======== Listing
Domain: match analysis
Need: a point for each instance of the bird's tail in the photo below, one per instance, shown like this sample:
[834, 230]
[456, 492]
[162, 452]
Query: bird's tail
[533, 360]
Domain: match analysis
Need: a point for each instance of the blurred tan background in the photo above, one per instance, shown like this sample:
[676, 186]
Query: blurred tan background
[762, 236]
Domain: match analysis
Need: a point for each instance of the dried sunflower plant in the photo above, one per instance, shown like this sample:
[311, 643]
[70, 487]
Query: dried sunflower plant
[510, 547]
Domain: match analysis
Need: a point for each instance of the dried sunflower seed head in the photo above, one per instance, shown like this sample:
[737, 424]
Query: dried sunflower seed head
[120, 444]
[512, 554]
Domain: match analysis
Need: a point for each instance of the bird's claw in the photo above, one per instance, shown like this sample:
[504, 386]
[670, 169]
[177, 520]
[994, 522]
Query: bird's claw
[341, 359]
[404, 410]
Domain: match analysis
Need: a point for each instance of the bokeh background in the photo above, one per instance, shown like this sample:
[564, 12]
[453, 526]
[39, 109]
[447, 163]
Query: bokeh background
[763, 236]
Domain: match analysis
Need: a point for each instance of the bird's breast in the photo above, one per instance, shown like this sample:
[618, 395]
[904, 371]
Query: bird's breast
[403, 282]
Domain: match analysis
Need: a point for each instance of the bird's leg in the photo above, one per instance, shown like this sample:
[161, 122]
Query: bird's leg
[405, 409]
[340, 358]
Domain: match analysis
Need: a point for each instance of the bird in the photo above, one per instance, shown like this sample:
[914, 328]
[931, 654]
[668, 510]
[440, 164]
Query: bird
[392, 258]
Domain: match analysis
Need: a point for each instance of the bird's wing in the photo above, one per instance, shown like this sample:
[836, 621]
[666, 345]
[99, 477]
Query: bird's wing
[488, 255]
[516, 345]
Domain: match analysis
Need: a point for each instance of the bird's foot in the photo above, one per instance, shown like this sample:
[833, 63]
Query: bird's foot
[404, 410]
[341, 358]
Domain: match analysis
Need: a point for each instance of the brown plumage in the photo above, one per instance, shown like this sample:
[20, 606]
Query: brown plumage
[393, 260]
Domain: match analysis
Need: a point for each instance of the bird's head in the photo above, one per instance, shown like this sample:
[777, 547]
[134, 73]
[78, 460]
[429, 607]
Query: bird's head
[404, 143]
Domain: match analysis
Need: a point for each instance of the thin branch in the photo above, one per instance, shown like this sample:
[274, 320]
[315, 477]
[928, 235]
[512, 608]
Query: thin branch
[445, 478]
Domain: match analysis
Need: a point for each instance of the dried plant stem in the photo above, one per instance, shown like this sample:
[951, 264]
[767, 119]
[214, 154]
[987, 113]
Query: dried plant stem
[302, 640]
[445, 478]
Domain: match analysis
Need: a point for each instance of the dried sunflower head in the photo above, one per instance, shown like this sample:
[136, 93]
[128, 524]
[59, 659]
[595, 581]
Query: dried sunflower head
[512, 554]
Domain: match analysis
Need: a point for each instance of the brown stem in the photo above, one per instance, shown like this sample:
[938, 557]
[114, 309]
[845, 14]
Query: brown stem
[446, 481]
================
> [Exercise brief] Transcribe every record above exactly as it appears.

> [Worked solution]
Domain: match analysis
Need: a point for each instance of the bird's tail in the photo below, one per instance, shown like this sample:
[834, 230]
[456, 492]
[162, 452]
Query: bird's tail
[533, 360]
Domain: match analysis
Need: a point for each instance of the blurred tan background in the photo above, one per instance, shown like this sample:
[676, 186]
Query: blurred tan background
[762, 236]
Domain: match analysis
Need: a point for each instance of the dried sunflower plant in the photo above, one per instance, shown like this sample:
[311, 643]
[70, 487]
Query: dried sunflower plant
[510, 547]
Domain: match analysis
Need: a point for each instance of the dried sunflower seed head in the photo above, one per instance, shown like this sample:
[737, 424]
Query: dried sunflower seed head
[120, 444]
[512, 554]
Domain: match analysis
Need: a point for each instance of the bird's claw in the photo above, one per instance, shown like this sample:
[504, 386]
[670, 169]
[177, 520]
[994, 522]
Query: bird's claw
[341, 359]
[404, 410]
Domain: match analysis
Need: a point for each instance of the bokeh background in the photo above, one per instance, shown like this sample:
[564, 12]
[453, 526]
[39, 109]
[447, 163]
Query: bokeh background
[763, 236]
Domain: match analysis
Need: a point for each instance of the bird's breast in the photo above, one per instance, shown like this sample:
[618, 395]
[904, 371]
Query: bird's breast
[403, 282]
Domain: match analysis
Need: a point for each instance of the bird's leg in the photo above, one per instance, shown like this sample:
[161, 122]
Query: bird's leg
[405, 409]
[340, 358]
Domain: match analysis
Need: a point for each instance of the bird in the photo above, one per instance, shown like this sample:
[914, 328]
[931, 654]
[668, 510]
[440, 164]
Query: bird
[392, 258]
Domain: match analysis
Need: a point for each instance of the bird's wing in the photo above, one per instance, shown like this sample:
[836, 621]
[666, 345]
[99, 477]
Query: bird's wing
[488, 255]
[516, 345]
Domain: match analysis
Need: a point for each instance of the bird's foot in the photo above, one per instance, shown like this sample:
[833, 63]
Query: bird's foot
[404, 410]
[341, 358]
Domain: match analysis
Need: a point for each instance of the brown plumage in the photo above, one per instance, shown like this sample:
[20, 606]
Query: brown plumage
[393, 260]
Domain: match analysis
Need: a point for each instance of the bird's head in the photo above, one per instance, shown like this sample:
[777, 547]
[134, 73]
[78, 460]
[429, 607]
Query: bird's head
[404, 143]
Domain: match analysis
Need: a point for each instance of the thin branch in the photo above, one per instance, shown like this sample:
[274, 320]
[315, 477]
[928, 235]
[512, 608]
Query: thin branch
[445, 478]
Domain: match analysis
Need: a point for each instance of the dried plant stem in the photo above, one per instance, shown like this sample:
[951, 264]
[767, 119]
[214, 154]
[987, 113]
Query: dried plant stem
[302, 640]
[445, 478]
Domain: match analysis
Need: a point for each instance of the dried sunflower head in the photo above, one per instance, shown like this sample:
[136, 93]
[128, 524]
[59, 659]
[595, 581]
Query: dried sunflower head
[512, 554]
Domain: match analysis
Need: a point for each instance of the brown stem in the photo above, one per instance, shown like this sample:
[938, 557]
[114, 309]
[845, 14]
Query: brown stem
[446, 481]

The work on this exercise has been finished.